LIST OF TASKS =>
a – According to the "Crush" song article, why does "Crush" count as Fugative's first Top 40 hit? Answer in one to three sentences.
b – Extend the "Crush" song article past its final line by writing the part that would come next.

SOURCE TEXT =>
/---

Single by Fugative feat Ruff Diamondz
- Released: 9 May 2010
- Genre: Hip hop; R&B;
- Length: 3:09
- Label: Hard2Beat Records
- Songwriter(s): Harry Byart
- Producer(s): Naughty Boy

Fugative singles chronology
| "Supafly" (2010) | "Crush" (2010) | "Bad Girl" (2010) |

= Crush (Fugative song) =

"Crush" is the third single by British rapper Fugative, featuring Troy & Martika of the British group Ruff Diamondz. It was released as a Digital Download on 9 May 2010, with the CD single being released the following day. According to the Official Chart Update, it became Fugative's most successful single to date. On 16 May 2010 the single entered the UK Singles Chart at number 26, making it his first Top 40 hit.

==Track listing==
- UK iTunes download
1. "Crush" featuring Ruff Diamondz (radio edit) – 3:09
2. "Crush" (Moto Blanco edit) – 3:21
3. "Crush" (Moto Blanco club mix) – 7:12
4. "Crush" (Scratcher and DVA remix) – 4:19
5. "Crush" (Nadastorm remix) – 5:15

- UK CD single
6. "Crush" (radio edit)

\---

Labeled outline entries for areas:
/---

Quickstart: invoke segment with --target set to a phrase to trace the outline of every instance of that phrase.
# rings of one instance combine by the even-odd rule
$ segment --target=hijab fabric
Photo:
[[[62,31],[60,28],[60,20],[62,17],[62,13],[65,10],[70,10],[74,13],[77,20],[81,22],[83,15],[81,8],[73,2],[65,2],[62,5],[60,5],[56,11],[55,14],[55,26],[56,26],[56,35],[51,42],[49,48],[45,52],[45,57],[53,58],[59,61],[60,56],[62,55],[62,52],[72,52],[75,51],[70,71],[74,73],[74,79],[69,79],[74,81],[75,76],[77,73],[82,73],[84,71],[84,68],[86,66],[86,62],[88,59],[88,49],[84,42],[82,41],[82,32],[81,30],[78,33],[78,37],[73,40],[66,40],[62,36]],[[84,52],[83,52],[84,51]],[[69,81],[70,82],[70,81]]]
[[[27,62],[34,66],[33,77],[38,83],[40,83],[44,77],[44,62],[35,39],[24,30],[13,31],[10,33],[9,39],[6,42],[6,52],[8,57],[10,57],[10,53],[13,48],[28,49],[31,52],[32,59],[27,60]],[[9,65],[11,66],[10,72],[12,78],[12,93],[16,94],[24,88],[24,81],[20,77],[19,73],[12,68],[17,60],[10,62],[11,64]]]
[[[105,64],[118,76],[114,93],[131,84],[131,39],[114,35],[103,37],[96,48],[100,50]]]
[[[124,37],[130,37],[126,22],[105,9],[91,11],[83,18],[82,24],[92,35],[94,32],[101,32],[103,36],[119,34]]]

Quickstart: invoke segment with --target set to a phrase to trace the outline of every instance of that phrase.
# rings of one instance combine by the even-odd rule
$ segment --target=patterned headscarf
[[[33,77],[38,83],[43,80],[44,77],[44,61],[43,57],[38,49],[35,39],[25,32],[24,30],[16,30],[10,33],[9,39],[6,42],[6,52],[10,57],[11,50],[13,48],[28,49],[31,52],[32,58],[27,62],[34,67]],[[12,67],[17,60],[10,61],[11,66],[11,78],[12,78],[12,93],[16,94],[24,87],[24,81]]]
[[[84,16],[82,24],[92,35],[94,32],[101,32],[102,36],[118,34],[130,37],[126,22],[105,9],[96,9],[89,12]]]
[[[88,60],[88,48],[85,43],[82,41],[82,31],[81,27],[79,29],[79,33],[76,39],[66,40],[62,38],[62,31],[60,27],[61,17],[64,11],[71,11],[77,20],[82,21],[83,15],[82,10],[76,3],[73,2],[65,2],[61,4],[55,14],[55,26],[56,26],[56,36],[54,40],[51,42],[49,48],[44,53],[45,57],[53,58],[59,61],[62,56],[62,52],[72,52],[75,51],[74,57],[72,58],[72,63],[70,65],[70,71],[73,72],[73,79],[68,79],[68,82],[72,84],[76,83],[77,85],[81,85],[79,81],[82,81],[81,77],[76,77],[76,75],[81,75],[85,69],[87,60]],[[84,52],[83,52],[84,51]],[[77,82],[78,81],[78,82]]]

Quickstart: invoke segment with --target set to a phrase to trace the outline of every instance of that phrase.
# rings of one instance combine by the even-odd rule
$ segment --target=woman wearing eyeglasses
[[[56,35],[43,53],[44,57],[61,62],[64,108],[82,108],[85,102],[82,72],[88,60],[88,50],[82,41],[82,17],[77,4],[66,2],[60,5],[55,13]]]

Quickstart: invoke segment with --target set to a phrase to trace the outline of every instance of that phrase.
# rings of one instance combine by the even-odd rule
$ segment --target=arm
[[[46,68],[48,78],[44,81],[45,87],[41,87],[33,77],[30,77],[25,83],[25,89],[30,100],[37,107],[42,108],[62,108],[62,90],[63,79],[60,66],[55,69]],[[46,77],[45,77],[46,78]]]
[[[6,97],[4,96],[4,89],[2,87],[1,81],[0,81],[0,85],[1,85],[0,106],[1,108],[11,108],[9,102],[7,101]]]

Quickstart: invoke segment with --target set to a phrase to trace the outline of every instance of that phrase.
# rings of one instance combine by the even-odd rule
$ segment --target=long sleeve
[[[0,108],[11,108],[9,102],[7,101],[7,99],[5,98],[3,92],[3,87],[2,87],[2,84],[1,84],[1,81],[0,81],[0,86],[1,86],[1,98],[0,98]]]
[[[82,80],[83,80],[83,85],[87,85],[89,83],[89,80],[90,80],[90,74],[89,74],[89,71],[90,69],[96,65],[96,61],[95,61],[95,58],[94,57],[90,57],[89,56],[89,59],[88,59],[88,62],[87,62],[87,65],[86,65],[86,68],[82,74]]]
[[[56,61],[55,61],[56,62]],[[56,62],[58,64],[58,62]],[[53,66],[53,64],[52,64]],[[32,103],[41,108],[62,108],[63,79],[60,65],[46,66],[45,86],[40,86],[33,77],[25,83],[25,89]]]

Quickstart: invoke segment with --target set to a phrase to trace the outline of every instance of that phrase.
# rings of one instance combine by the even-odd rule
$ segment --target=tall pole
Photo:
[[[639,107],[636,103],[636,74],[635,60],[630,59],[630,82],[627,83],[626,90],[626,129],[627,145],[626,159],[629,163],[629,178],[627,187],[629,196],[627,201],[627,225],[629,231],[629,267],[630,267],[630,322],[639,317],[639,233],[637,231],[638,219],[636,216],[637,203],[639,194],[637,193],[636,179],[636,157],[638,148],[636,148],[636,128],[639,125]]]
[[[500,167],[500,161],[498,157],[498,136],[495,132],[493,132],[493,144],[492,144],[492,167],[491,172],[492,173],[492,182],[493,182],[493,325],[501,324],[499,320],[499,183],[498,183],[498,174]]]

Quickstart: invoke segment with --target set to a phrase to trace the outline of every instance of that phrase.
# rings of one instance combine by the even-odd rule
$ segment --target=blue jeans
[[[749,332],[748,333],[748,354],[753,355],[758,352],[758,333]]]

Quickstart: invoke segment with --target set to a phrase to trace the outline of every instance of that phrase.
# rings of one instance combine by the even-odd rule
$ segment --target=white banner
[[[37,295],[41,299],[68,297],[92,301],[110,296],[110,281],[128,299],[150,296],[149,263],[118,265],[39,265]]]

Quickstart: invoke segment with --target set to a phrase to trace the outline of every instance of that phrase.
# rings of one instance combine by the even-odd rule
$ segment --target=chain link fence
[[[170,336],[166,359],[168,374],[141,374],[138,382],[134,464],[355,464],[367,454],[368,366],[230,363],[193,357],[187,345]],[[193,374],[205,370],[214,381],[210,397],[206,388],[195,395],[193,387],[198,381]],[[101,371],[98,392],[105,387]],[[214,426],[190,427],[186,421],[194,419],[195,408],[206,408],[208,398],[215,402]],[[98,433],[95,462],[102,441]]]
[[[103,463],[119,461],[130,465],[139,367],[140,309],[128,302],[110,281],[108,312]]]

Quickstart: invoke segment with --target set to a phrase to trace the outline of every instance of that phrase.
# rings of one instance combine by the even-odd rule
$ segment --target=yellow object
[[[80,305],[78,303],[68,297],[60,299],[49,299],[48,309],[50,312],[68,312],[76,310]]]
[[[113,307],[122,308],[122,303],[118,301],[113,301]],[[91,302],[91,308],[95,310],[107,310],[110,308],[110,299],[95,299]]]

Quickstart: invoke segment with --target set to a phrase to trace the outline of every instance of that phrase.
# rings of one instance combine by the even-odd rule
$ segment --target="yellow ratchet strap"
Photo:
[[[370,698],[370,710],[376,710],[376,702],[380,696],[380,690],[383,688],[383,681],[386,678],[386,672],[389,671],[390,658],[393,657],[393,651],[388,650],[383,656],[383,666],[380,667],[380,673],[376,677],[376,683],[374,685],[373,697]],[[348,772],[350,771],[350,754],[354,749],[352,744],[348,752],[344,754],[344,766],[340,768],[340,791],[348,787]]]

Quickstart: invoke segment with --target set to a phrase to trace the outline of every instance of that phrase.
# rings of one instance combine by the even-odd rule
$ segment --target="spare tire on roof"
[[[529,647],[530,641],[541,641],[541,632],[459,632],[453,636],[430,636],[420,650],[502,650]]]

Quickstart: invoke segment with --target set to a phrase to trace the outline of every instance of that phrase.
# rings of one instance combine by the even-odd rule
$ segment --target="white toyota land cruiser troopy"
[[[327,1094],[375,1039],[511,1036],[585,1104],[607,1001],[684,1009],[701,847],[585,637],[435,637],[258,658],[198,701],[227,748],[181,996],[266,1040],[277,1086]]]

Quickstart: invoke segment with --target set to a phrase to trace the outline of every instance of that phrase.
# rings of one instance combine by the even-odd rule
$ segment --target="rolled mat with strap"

\---

WRITTEN RESPONSES =>
a – On 16 May 2010, "Crush" entered the UK Singles Chart at number 26. That placed it inside the Top 40, which made it Fugative's first Top 40 hit.

b –
7. "Crush" (Moto Blanco edit)
8. "Crush" (Moto Blanco remix)
9. "Crush" (DVA remix)
10. "Crush" (Nadatrom remix)
11. "Crush" (Bass Slammers remix)

==Chart performance==
"Crush" debuted on the UK Singles Chart on 16 May 2010 at a current peak of #26. Crush spent two weeks inside the top 100 the 2nd week going down to 53. The single also managed to reach #5 on the UK Dance Chart as well as claiming the number-one spot on the UK Indie Chart.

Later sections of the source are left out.